(What to work on) Copy the material from the line containing "the illuminated building?" through the line containing "189], [23, 177]]]", including both of those lines, and write out nothing else.

(Input for this task)

□ □ □ □ □ □ □

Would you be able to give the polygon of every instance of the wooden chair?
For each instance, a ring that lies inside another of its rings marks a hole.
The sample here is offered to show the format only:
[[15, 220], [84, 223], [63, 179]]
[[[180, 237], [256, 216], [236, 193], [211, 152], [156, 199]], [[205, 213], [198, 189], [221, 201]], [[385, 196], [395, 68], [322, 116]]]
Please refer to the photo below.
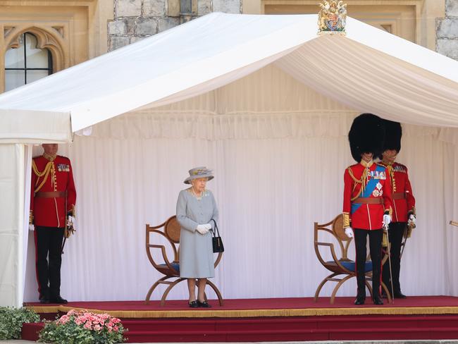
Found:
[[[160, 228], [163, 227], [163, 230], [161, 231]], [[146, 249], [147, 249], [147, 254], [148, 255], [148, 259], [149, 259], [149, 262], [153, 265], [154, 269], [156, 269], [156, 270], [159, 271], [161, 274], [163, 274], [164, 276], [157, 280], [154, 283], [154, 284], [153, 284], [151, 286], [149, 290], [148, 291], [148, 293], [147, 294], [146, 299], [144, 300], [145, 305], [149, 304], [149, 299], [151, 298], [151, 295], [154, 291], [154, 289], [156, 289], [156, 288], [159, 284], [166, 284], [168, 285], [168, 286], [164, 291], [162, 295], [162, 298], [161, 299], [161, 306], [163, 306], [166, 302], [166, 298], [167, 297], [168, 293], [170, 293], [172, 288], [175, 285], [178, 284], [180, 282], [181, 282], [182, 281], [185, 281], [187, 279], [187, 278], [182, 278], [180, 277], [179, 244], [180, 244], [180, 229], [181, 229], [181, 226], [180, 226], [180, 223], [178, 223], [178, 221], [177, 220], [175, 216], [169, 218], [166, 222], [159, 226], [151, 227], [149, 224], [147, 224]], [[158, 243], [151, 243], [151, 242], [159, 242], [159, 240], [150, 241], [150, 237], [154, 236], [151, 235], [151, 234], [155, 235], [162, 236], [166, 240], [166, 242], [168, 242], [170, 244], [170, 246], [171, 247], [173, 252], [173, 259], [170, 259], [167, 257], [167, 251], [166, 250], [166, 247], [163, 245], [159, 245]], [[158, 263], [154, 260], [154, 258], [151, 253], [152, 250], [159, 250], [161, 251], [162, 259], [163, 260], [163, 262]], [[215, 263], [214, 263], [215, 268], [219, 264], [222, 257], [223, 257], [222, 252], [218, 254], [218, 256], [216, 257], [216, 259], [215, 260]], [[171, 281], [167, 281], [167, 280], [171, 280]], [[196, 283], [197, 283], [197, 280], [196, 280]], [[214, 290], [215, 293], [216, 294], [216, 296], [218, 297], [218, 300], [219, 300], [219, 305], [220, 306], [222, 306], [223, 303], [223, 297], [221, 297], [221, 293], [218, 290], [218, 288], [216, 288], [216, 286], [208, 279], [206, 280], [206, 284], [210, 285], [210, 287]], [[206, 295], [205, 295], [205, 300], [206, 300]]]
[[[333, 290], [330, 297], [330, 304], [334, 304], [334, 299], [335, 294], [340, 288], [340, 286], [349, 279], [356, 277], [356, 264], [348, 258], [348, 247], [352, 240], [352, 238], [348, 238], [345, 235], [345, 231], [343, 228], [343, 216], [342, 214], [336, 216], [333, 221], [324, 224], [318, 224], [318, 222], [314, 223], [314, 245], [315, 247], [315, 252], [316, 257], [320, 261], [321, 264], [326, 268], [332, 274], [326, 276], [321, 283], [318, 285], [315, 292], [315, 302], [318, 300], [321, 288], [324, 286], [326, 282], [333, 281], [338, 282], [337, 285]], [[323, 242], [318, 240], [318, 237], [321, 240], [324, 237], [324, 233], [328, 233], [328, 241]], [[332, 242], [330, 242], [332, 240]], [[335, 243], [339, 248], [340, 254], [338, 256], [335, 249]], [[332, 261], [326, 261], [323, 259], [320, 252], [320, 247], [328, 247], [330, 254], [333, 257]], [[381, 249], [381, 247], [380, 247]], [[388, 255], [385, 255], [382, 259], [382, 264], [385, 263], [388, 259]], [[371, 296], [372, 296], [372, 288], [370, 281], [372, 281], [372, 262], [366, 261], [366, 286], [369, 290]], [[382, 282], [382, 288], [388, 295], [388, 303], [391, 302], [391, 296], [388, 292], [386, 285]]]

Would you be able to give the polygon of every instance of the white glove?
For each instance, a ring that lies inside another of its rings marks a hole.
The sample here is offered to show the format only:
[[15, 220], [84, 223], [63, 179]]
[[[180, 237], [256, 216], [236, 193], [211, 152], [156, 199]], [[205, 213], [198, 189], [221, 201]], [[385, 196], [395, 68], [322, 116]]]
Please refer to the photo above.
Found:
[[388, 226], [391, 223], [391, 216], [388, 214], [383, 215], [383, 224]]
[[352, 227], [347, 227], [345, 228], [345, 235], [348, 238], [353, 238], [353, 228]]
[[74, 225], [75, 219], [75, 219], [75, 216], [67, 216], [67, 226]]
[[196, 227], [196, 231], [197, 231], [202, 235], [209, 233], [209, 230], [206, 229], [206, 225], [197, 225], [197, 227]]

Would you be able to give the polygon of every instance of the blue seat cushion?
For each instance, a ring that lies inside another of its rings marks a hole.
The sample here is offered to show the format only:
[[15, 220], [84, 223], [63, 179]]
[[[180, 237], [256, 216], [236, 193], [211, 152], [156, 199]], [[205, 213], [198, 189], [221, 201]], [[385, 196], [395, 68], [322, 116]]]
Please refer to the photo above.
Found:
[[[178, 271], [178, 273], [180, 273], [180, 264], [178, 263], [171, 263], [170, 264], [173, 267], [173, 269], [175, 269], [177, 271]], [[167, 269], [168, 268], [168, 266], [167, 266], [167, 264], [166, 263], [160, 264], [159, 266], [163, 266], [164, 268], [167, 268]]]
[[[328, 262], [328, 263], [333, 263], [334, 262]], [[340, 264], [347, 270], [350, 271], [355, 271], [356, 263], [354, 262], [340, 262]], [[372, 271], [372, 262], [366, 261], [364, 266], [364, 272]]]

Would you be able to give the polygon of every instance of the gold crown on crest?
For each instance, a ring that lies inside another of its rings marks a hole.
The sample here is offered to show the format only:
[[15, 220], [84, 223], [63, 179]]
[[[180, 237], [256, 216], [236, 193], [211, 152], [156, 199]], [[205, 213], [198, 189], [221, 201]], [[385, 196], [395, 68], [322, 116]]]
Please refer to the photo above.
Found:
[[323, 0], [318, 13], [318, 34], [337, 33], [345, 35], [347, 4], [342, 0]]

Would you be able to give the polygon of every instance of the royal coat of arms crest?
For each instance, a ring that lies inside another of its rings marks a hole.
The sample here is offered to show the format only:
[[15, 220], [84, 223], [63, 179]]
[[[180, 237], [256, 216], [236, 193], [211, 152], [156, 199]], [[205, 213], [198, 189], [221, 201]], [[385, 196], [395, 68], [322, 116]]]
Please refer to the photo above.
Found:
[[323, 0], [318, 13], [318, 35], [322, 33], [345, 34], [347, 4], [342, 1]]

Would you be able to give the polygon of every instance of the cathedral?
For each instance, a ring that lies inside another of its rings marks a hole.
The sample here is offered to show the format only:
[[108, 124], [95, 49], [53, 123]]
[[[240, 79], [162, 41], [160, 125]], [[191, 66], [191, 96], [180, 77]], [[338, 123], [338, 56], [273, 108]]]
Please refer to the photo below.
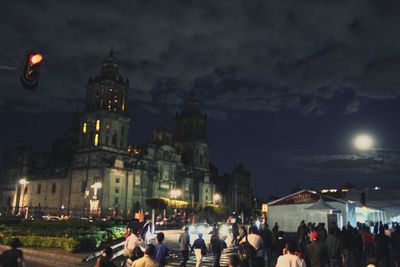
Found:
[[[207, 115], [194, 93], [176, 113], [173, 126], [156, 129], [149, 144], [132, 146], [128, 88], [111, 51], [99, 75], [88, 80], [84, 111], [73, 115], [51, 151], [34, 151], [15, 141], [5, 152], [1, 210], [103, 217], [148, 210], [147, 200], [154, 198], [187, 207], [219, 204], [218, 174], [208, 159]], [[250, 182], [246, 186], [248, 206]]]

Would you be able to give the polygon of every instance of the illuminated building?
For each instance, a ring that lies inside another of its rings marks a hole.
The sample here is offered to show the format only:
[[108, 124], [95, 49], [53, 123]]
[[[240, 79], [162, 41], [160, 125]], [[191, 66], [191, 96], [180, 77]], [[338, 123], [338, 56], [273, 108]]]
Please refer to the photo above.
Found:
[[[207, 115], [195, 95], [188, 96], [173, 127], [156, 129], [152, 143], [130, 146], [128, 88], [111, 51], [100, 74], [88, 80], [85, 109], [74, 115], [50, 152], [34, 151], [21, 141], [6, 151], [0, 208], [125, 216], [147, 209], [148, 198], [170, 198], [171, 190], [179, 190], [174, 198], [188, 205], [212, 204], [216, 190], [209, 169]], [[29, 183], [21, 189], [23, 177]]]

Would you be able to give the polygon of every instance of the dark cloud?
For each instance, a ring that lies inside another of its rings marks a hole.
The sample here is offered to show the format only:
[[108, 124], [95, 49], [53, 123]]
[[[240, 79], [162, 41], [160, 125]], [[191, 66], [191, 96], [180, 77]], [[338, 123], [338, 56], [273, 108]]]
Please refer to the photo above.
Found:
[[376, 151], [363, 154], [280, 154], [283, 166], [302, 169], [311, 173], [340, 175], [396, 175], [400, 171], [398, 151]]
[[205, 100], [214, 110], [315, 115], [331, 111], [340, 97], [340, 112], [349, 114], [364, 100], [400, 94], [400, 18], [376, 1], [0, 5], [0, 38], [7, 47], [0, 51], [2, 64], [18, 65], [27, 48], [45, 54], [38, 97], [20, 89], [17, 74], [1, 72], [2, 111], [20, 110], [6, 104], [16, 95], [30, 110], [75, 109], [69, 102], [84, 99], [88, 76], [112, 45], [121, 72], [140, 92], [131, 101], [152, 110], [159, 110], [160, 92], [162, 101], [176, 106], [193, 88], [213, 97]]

□ □ □ □ □ □ □

(Solution for this task)
Would you be able to give the polygon of every instance of the illuminated building?
For each instance, a ring that lies inside another of its rings marks a hole.
The sample here is offered to show the format only:
[[108, 124], [95, 49], [53, 123]]
[[[240, 79], [162, 41], [160, 125]], [[191, 66], [191, 96], [180, 77]], [[338, 123], [338, 56], [273, 108]]]
Please refer to the photo above.
Found:
[[[207, 115], [195, 95], [188, 96], [173, 127], [156, 129], [152, 143], [130, 146], [128, 88], [111, 51], [100, 74], [88, 80], [85, 109], [74, 115], [50, 152], [34, 151], [21, 141], [6, 151], [0, 208], [125, 216], [147, 209], [148, 198], [170, 198], [171, 190], [179, 190], [174, 198], [188, 205], [212, 204], [216, 190], [209, 169]], [[29, 183], [21, 189], [23, 177]]]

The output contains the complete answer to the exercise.